• PROBLEM
From the entries below, count the lines with "instance". Write only the count.

Stored data

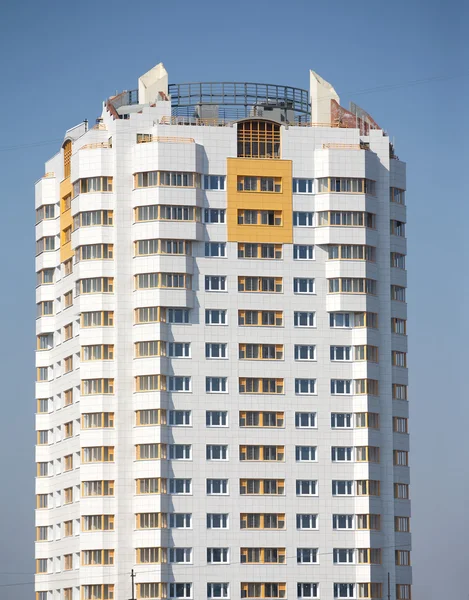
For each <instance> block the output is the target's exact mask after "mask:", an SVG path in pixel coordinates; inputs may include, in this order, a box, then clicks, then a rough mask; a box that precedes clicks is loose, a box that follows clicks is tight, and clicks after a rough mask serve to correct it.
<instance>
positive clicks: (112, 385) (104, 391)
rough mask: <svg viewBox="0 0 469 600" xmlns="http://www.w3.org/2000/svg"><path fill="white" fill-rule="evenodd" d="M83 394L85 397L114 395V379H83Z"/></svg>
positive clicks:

• OUTPUT
2